### STATED EXERCISE
Copy all of the following material line for line, with no changes.
==== SOURCE RECORDS
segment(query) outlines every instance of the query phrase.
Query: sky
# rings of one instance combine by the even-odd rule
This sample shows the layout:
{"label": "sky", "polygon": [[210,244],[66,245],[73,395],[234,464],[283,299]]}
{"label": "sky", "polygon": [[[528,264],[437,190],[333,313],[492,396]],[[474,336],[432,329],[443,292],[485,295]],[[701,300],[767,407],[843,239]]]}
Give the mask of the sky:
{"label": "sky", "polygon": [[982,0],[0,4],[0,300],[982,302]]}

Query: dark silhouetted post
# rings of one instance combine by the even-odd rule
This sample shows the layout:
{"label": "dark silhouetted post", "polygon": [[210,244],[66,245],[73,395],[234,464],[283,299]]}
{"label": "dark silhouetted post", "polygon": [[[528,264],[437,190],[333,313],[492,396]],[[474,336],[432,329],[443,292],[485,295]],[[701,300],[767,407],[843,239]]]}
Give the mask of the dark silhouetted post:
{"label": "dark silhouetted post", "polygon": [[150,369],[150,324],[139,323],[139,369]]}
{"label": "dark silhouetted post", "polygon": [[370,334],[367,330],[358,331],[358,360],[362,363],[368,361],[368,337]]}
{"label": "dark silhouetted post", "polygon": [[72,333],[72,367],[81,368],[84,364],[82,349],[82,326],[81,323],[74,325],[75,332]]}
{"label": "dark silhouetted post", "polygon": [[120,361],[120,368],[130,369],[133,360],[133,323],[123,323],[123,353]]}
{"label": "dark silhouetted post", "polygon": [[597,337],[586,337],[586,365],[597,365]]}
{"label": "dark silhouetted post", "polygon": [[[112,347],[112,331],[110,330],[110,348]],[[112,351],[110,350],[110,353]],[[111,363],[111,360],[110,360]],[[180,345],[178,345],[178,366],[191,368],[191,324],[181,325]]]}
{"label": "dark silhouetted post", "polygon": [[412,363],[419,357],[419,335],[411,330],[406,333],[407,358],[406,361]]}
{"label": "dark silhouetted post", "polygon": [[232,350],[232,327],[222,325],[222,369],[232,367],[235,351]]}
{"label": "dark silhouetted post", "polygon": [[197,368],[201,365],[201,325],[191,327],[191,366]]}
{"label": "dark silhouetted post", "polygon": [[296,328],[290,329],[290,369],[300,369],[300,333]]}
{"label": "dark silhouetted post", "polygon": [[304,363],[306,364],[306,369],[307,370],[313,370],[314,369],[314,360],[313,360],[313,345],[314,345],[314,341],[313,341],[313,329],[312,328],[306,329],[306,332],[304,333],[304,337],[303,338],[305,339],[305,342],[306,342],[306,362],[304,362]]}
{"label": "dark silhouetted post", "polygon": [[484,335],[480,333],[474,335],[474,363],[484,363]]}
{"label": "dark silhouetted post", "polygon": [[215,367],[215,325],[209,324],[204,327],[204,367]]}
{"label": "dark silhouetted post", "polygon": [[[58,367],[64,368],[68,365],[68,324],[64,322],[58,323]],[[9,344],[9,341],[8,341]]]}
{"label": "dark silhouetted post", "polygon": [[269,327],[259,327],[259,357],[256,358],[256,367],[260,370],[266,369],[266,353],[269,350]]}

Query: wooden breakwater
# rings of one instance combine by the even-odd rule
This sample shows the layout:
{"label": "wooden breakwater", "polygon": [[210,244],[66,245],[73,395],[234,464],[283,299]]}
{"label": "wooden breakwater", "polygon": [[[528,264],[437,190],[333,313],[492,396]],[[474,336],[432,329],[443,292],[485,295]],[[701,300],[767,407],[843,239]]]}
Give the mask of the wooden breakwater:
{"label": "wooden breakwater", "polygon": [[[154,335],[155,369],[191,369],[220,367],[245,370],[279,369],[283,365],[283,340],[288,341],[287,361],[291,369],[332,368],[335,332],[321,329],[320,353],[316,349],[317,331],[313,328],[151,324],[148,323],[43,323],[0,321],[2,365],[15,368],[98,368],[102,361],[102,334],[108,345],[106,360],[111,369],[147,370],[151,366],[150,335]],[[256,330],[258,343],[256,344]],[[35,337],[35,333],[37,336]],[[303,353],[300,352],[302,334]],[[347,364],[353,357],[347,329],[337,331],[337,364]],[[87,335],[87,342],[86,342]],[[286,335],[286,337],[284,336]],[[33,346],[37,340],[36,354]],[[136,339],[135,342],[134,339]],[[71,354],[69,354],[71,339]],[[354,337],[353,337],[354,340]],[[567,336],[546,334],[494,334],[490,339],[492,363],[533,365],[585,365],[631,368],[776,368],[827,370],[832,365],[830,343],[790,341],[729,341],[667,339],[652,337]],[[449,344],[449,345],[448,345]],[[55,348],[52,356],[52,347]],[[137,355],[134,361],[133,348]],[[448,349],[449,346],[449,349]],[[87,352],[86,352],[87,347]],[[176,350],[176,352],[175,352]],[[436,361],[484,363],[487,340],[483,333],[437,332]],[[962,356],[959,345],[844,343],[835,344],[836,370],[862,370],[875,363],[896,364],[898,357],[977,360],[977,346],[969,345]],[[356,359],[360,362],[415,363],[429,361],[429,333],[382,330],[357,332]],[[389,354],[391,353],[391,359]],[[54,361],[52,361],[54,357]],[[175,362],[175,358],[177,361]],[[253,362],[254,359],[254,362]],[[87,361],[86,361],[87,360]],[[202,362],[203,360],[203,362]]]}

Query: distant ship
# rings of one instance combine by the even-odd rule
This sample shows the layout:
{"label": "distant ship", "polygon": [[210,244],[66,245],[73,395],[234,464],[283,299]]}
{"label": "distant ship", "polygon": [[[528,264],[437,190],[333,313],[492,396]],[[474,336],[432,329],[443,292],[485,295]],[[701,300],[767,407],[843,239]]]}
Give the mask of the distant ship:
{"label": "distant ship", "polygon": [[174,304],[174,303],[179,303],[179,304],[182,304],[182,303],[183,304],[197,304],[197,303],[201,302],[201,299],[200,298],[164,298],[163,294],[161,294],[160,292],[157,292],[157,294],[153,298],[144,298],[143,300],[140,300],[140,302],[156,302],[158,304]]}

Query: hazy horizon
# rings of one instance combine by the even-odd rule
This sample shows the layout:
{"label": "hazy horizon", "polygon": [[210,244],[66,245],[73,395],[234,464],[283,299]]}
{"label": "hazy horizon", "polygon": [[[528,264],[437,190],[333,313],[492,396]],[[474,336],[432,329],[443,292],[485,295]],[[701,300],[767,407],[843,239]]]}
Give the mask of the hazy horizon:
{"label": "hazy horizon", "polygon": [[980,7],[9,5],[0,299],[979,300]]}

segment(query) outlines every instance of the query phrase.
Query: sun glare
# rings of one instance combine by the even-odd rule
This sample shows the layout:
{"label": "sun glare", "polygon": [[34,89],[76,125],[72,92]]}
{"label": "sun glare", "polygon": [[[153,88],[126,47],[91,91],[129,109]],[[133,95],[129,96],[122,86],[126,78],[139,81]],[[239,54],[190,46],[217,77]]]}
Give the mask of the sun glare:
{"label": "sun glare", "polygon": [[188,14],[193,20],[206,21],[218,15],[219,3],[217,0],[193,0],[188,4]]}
========
### RESPONSE
segment(query) outlines every instance of the query phrase.
Query: sky
# rings of one instance combine by the even-odd rule
This sample shows the layout:
{"label": "sky", "polygon": [[210,244],[66,245],[73,395],[234,464],[283,299]]}
{"label": "sky", "polygon": [[[528,264],[437,190],[333,313],[492,396]],[[474,336],[432,329],[443,292],[485,295]],[[701,300],[767,407],[843,239]]]}
Give the mask of the sky:
{"label": "sky", "polygon": [[982,0],[0,4],[0,300],[982,302]]}

Query: dark silhouetted post
# rings of one instance combine by the even-odd rule
This sample shows the layout:
{"label": "dark silhouetted post", "polygon": [[210,244],[66,245],[73,395],[234,464],[283,299]]}
{"label": "dark silhouetted post", "polygon": [[[528,264],[437,190],[333,313],[492,396]],[[474,336],[432,329],[443,292],[485,295]],[[701,300],[767,407],[843,239]]]}
Give the mask of the dark silhouetted post:
{"label": "dark silhouetted post", "polygon": [[150,369],[150,324],[139,323],[139,369]]}
{"label": "dark silhouetted post", "polygon": [[370,334],[367,330],[358,331],[358,360],[362,363],[368,361],[368,337]]}
{"label": "dark silhouetted post", "polygon": [[72,333],[72,367],[81,368],[84,364],[82,349],[82,326],[81,323],[74,325],[75,332]]}
{"label": "dark silhouetted post", "polygon": [[120,361],[120,368],[130,369],[133,360],[133,323],[123,323],[123,353]]}
{"label": "dark silhouetted post", "polygon": [[597,337],[586,337],[586,365],[597,365]]}
{"label": "dark silhouetted post", "polygon": [[[112,347],[112,331],[110,330],[110,348]],[[112,351],[110,350],[110,353]],[[111,363],[111,360],[110,360]],[[180,345],[178,345],[178,366],[191,368],[191,324],[181,325]]]}
{"label": "dark silhouetted post", "polygon": [[412,363],[419,357],[419,335],[411,330],[406,333],[407,358],[406,361]]}
{"label": "dark silhouetted post", "polygon": [[232,350],[232,327],[222,325],[222,369],[232,367],[235,351]]}
{"label": "dark silhouetted post", "polygon": [[197,368],[201,365],[201,325],[191,327],[191,366]]}
{"label": "dark silhouetted post", "polygon": [[296,328],[290,329],[290,369],[300,369],[300,333]]}
{"label": "dark silhouetted post", "polygon": [[304,363],[306,364],[306,369],[307,370],[313,370],[314,369],[314,360],[313,360],[313,345],[314,345],[314,341],[313,341],[313,329],[312,328],[306,329],[306,332],[304,333],[304,337],[303,338],[305,339],[305,342],[306,342],[306,362],[304,362]]}
{"label": "dark silhouetted post", "polygon": [[484,335],[480,333],[474,335],[474,363],[484,363]]}
{"label": "dark silhouetted post", "polygon": [[215,367],[215,325],[209,324],[204,327],[204,367]]}
{"label": "dark silhouetted post", "polygon": [[[58,367],[64,368],[68,365],[68,324],[64,322],[58,323]],[[9,344],[9,341],[8,341]]]}
{"label": "dark silhouetted post", "polygon": [[269,327],[259,327],[259,357],[256,358],[256,367],[260,370],[266,369],[266,353],[269,350]]}

Query: wooden breakwater
# rings of one instance combine by the even-odd rule
This sample shows the layout:
{"label": "wooden breakwater", "polygon": [[210,244],[66,245],[73,395],[234,464],[283,299]]}
{"label": "wooden breakwater", "polygon": [[[528,264],[437,190],[333,313],[492,396]],[[474,336],[432,329],[443,292],[485,295]],[[701,300],[767,407],[843,239]]]}
Give the mask of the wooden breakwater:
{"label": "wooden breakwater", "polygon": [[[154,335],[155,369],[191,369],[220,367],[245,370],[279,369],[283,365],[283,340],[288,341],[287,361],[291,369],[332,368],[335,332],[321,329],[320,353],[316,349],[317,331],[313,328],[151,324],[148,323],[43,323],[0,321],[2,365],[15,368],[98,368],[102,361],[102,334],[108,345],[106,360],[111,369],[147,370],[151,366],[150,335]],[[256,330],[258,343],[256,344]],[[35,337],[35,333],[37,336]],[[303,353],[300,352],[302,334]],[[347,364],[353,357],[347,329],[337,331],[337,364]],[[87,335],[87,342],[86,342]],[[286,335],[286,337],[284,336]],[[33,346],[37,340],[36,354]],[[136,339],[135,342],[134,339]],[[71,354],[69,354],[71,339]],[[354,337],[353,337],[354,340]],[[567,336],[546,334],[494,334],[490,339],[492,363],[533,365],[585,365],[631,368],[776,368],[827,370],[832,365],[830,343],[790,341],[729,341],[667,339],[652,337]],[[449,344],[449,345],[448,345]],[[55,348],[52,356],[52,347]],[[137,355],[134,361],[133,348]],[[448,349],[449,346],[449,349]],[[87,352],[86,352],[87,347]],[[176,350],[176,352],[175,352]],[[436,361],[484,363],[487,340],[483,333],[437,332]],[[962,356],[959,345],[844,343],[835,344],[836,370],[862,370],[875,363],[896,364],[898,357],[977,360],[977,346],[969,345]],[[356,359],[360,362],[415,363],[429,361],[429,333],[382,330],[357,332]],[[389,354],[391,353],[391,359]],[[54,361],[52,361],[54,357]],[[175,362],[175,358],[177,361]],[[253,362],[254,359],[254,362]],[[87,361],[86,361],[87,360]],[[202,362],[203,360],[203,362]]]}

Query: distant ship
# rings of one instance combine by the even-odd rule
This sample shows the layout:
{"label": "distant ship", "polygon": [[210,244],[66,245],[73,395],[234,464],[283,299]]}
{"label": "distant ship", "polygon": [[[528,264],[437,190],[333,313],[492,396]],[[474,336],[432,329],[443,292],[485,295]],[[701,300],[767,407],[843,239]]]}
Give the mask of the distant ship:
{"label": "distant ship", "polygon": [[174,304],[174,303],[179,303],[179,304],[182,304],[182,303],[183,304],[197,304],[197,303],[201,302],[201,299],[200,298],[164,298],[163,294],[161,294],[160,292],[157,292],[157,294],[153,298],[144,298],[143,300],[140,300],[140,302],[156,302],[158,304]]}

Query: hazy horizon
# rings of one instance combine by the even-odd rule
This sample shows the layout:
{"label": "hazy horizon", "polygon": [[210,244],[66,245],[73,395],[234,464],[283,299]]}
{"label": "hazy horizon", "polygon": [[[528,264],[437,190],[333,313],[492,396]],[[474,336],[432,329],[443,292],[485,295]],[[701,300],[767,407],[843,239]]]}
Give the mask of the hazy horizon:
{"label": "hazy horizon", "polygon": [[980,7],[9,5],[0,299],[979,300]]}

segment(query) outlines every instance of the query phrase.
Query: sun glare
# rings of one instance combine by the even-odd rule
This sample shows the layout:
{"label": "sun glare", "polygon": [[34,89],[76,125],[72,92]]}
{"label": "sun glare", "polygon": [[[153,88],[126,47],[91,91],[129,109]],[[133,95],[129,96],[122,86],[126,78],[139,81]],[[239,54],[190,46],[217,77]]]}
Give the mask of the sun glare:
{"label": "sun glare", "polygon": [[188,14],[193,20],[206,21],[218,15],[219,3],[217,0],[193,0],[188,4]]}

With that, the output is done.